• **Aim**
Quote each line exactly, from the line that contains "of the walking" down to the last line of the listing, and no other lines.

== Listed records ==

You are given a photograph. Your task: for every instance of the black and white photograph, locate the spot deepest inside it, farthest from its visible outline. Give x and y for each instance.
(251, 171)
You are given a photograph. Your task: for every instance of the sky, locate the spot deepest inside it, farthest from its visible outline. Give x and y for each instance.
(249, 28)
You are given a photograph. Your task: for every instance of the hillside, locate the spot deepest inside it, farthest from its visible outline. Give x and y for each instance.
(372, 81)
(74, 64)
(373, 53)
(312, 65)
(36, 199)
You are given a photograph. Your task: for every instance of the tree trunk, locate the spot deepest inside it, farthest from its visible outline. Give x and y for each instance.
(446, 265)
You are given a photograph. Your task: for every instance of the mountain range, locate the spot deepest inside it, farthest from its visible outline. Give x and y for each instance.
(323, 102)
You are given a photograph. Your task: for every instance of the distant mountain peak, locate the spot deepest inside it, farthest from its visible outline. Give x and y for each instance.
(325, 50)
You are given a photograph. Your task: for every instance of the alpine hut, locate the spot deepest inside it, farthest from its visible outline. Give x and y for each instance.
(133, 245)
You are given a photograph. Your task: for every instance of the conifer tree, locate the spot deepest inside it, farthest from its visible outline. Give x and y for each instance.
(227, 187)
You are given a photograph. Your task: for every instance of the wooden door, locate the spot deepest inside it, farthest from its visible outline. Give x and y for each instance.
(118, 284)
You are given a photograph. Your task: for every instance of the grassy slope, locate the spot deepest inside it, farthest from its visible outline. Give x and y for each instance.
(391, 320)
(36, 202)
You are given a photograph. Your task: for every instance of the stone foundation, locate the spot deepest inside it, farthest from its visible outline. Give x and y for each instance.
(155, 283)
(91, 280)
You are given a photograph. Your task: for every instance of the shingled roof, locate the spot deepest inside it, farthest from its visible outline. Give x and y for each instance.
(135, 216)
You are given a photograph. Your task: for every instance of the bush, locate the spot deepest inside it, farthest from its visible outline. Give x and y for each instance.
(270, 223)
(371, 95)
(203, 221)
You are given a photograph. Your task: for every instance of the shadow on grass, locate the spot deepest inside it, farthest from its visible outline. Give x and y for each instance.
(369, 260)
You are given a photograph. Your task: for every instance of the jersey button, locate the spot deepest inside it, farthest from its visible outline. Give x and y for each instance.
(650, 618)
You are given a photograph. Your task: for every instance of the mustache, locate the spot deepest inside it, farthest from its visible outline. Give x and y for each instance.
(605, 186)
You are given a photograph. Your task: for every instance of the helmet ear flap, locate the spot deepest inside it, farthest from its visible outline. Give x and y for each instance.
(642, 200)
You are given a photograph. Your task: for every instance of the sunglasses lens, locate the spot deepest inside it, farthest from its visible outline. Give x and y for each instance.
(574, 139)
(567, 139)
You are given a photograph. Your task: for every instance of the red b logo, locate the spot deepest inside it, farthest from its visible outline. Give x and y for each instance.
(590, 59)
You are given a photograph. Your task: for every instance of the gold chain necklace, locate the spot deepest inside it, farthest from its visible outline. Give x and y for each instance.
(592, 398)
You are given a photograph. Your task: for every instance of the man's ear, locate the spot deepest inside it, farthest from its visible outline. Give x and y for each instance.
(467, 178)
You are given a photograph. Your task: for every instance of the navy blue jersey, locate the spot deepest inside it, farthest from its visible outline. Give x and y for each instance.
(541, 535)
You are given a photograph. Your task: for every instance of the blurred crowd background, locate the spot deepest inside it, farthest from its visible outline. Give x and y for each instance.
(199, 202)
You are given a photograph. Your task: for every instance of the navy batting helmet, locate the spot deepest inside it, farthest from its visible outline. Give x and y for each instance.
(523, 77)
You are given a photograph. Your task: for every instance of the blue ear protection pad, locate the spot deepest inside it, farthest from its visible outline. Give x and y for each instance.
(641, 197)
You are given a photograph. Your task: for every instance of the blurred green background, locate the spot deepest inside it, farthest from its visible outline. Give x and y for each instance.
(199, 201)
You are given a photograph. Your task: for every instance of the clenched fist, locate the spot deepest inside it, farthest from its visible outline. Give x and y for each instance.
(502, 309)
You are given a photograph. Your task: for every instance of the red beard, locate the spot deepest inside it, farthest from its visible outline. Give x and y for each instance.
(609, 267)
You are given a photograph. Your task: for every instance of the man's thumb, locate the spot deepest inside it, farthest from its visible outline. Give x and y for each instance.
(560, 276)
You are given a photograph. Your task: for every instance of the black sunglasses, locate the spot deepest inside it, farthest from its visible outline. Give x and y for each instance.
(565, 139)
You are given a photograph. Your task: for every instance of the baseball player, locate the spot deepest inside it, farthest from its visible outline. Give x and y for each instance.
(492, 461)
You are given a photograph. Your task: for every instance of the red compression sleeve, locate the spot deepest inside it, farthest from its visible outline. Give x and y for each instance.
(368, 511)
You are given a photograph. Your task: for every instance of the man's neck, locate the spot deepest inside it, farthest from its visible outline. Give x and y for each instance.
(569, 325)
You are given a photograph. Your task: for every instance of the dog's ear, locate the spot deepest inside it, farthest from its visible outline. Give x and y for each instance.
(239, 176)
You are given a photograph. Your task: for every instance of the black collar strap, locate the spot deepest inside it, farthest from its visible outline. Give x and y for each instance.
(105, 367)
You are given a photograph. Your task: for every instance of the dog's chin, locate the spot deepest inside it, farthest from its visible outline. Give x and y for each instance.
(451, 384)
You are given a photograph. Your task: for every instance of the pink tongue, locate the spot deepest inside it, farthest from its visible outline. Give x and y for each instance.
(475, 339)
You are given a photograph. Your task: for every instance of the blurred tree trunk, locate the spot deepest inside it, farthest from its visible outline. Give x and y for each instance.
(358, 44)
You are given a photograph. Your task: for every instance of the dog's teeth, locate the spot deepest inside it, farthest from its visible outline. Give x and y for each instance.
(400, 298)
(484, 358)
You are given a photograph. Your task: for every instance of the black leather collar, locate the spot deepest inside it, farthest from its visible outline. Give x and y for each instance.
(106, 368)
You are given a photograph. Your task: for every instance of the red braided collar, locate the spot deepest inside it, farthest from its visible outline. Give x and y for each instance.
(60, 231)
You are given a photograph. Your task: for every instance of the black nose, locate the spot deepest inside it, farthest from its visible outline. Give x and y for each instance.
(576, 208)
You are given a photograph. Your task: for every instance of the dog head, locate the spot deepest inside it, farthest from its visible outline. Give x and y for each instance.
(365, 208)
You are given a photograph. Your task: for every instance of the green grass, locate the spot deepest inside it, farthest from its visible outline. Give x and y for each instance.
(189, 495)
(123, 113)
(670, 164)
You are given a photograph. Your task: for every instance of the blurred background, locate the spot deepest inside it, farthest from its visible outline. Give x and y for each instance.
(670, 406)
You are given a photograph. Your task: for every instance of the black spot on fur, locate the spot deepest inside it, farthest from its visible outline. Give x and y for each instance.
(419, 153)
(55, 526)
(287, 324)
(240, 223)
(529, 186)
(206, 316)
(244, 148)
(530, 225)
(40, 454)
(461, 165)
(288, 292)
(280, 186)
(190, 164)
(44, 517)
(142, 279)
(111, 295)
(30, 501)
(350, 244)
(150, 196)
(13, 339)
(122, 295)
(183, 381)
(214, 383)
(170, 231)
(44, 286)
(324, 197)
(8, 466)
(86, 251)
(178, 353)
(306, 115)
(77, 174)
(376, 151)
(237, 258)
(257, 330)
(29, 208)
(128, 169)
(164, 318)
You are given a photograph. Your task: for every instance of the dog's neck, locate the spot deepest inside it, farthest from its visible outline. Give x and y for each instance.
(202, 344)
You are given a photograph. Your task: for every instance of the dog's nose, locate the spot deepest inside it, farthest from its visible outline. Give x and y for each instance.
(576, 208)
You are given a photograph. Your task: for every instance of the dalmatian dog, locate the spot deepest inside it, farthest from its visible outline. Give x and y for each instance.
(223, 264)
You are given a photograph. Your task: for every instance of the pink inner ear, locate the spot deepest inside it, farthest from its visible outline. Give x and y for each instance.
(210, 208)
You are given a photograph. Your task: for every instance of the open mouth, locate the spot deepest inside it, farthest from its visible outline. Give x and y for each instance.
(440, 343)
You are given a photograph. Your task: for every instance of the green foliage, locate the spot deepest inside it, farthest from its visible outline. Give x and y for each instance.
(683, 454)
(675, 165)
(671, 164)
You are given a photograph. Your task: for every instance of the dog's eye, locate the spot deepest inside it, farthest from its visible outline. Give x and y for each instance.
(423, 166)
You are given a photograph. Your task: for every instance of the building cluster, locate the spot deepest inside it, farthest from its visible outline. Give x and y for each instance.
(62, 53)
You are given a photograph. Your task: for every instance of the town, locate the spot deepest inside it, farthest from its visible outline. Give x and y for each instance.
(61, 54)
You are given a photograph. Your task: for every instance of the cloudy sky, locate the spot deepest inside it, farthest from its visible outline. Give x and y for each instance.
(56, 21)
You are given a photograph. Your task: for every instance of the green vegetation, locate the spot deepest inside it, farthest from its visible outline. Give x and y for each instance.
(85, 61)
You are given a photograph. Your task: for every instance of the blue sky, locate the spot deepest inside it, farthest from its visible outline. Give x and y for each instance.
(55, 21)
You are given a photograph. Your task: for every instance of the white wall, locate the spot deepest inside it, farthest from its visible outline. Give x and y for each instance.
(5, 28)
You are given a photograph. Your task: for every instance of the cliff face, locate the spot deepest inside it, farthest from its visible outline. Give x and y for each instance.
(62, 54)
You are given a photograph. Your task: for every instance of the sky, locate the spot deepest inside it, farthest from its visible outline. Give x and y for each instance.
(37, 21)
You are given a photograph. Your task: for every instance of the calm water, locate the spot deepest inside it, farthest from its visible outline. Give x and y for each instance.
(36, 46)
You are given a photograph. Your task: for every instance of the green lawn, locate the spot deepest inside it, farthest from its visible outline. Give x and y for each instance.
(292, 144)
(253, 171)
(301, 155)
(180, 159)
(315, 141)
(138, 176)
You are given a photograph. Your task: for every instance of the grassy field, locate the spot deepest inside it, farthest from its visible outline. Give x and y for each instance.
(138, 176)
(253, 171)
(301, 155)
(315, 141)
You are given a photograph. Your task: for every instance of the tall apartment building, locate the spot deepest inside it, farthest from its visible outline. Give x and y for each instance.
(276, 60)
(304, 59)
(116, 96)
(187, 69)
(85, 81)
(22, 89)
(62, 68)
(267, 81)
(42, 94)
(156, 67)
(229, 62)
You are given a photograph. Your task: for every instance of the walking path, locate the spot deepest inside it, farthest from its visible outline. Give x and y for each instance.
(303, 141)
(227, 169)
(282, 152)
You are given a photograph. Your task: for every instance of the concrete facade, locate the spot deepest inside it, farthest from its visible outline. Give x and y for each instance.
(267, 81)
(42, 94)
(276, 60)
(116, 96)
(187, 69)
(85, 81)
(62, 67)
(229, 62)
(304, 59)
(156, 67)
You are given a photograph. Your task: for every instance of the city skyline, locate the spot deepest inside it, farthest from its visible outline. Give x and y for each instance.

===

• **Task output**
You are given a photograph. Your task: for every instance of the walking path, locate the spot deepest inside it, farthest from its visible outline. Give x and y for each instance.
(303, 141)
(227, 169)
(282, 152)
You are given a photograph. Your task: for every instance of the concrete facade, locate the spot deepest inside it, farthest from its visible outline. Give x and y for each instance.
(267, 81)
(42, 94)
(276, 60)
(116, 96)
(187, 69)
(85, 81)
(62, 67)
(229, 62)
(304, 59)
(156, 67)
You are given a photograph. Your task: for every instance of the city skyline, locate the spot deepest inside it, farthest from its visible outline. Give x and y for each instance.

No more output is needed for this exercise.